- [課題文 a]:
本文のうち、「西行は、仏道修行を重ねるとと」という語句を含む箇所から始まり「(個人の歌を集めた本)です。」で終わる部分を、一字一句違えずに書き写してください。

西行は、本名を佐藤義清といい、武家に生まれて鳥羽上皇に仕えたものの、保延6年(1140年)に23歳の若さで出家し、西行・円位などと号しました。
西行は、仏道修行を重ねるとともに、旅の歌人として過ごし、多くのすぐれた歌を遺しました。
「新古今和歌集」には、個人の歌としては一番多い94首が収録されており、自らの歌集に「山家集」があります。
漂泊の旅の様子は、「古今著聞集」「沙石集」などの説話集に記され、西行の足跡は次第に伝説化されるようになりました。
中務集は、その西行が書いたと伝えられる平安中期の女流歌人・中務の私家集(個人の歌を集めた本)です。
女流歌人・中務とは、宇多天皇の第4皇子敦慶親王の女です。

- [抽出データ]:
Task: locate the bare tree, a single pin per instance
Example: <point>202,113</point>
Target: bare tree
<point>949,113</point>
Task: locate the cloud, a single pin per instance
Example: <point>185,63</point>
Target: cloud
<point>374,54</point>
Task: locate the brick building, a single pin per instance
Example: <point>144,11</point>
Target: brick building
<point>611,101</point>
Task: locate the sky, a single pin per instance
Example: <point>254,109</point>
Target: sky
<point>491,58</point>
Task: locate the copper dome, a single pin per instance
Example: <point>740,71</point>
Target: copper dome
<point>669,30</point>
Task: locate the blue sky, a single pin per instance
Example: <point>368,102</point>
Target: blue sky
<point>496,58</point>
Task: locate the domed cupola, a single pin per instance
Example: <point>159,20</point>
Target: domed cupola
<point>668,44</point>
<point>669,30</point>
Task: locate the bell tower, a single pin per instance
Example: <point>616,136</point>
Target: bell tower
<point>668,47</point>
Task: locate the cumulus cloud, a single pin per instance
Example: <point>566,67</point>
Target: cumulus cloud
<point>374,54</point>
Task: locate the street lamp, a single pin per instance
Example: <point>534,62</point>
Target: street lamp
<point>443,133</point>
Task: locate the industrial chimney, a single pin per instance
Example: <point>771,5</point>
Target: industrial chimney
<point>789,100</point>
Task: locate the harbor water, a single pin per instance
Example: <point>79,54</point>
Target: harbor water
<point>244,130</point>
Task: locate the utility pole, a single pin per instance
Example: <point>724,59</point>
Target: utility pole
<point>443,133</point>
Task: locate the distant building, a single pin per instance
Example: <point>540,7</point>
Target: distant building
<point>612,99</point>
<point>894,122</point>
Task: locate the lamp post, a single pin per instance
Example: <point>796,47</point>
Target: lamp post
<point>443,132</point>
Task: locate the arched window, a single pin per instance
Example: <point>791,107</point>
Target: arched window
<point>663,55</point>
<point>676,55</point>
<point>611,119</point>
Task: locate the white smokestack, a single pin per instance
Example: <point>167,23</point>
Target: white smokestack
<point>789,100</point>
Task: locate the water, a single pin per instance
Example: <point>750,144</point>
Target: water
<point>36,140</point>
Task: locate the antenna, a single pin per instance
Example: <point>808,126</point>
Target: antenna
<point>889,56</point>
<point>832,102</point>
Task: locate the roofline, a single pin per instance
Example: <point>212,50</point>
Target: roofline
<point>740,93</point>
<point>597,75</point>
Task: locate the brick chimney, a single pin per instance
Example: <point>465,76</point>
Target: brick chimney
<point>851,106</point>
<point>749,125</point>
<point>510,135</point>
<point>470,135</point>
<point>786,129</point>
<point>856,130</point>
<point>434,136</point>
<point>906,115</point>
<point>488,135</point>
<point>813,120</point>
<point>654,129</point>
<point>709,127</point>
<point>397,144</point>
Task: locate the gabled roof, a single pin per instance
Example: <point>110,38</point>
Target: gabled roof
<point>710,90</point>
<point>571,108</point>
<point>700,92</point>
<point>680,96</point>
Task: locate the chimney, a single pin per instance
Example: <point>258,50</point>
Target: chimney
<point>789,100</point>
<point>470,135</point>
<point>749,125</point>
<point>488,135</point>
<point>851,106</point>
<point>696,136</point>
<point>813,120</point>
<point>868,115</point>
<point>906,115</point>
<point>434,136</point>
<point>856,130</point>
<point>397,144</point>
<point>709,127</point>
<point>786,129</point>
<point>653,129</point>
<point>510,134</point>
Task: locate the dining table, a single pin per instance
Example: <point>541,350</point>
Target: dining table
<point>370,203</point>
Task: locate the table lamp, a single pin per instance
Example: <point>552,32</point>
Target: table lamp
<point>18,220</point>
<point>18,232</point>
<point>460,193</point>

- [課題文 b]:
エントリのうち、「Task: locate the harbor」を含む行から始まり「<point>36,140</point>」を含む行で終わる部分を、両端の行も含めて一字一句そのまま書き出してください。

- [回答文 a]:
西行は、仏道修行を重ねるとともに、旅の歌人として過ごし、多くのすぐれた歌を遺しました。
「新古今和歌集」には、個人の歌としては一番多い94首が収録されており、自らの歌集に「山家集」があります。
漂泊の旅の様子は、「古今著聞集」「沙石集」などの説話集に記され、西行の足跡は次第に伝説化されるようになりました。
中務集は、その西行が書いたと伝えられる平安中期の女流歌人・中務の私家集(個人の歌を集めた本)です。

- [回答文 b]:
Task: locate the harbor water, a single pin per instance
Example: <point>79,54</point>
Target: harbor water
<point>244,130</point>
Task: locate the utility pole, a single pin per instance
Example: <point>724,59</point>
Target: utility pole
<point>443,133</point>
Task: locate the distant building, a single pin per instance
Example: <point>540,7</point>
Target: distant building
<point>612,99</point>
<point>894,122</point>
Task: locate the lamp post, a single pin per instance
Example: <point>796,47</point>
Target: lamp post
<point>443,132</point>
Task: locate the arched window, a single pin per instance
Example: <point>791,107</point>
Target: arched window
<point>663,55</point>
<point>676,55</point>
<point>611,119</point>
Task: locate the white smokestack, a single pin per instance
Example: <point>167,23</point>
Target: white smokestack
<point>789,100</point>
Task: locate the water, a single pin per instance
Example: <point>750,144</point>
Target: water
<point>36,140</point>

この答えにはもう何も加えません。